→ **REQUEST**: Omit all pictures and give the records below again exactly as written.

[Saved data entries]
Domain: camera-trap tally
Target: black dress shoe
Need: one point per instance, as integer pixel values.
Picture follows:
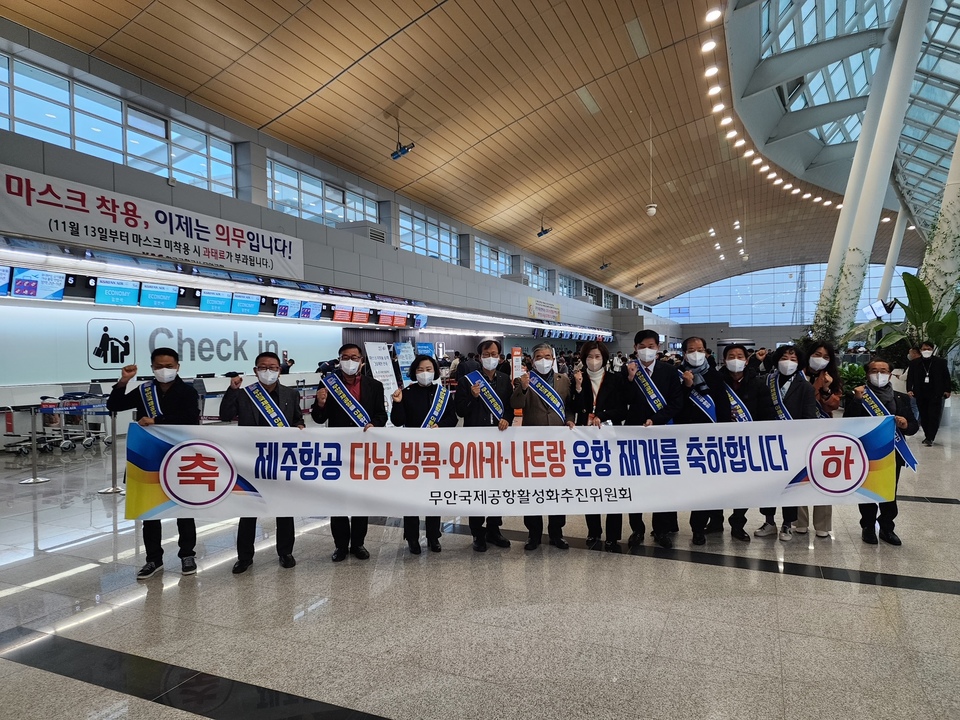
(498, 540)
(360, 552)
(890, 537)
(663, 540)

→ **THE OUTPUT**:
Domain: camera-trap tally
Target: black dress shoe
Need: one point per instance, as integer pixel values.
Picture follows:
(498, 540)
(360, 552)
(890, 537)
(663, 540)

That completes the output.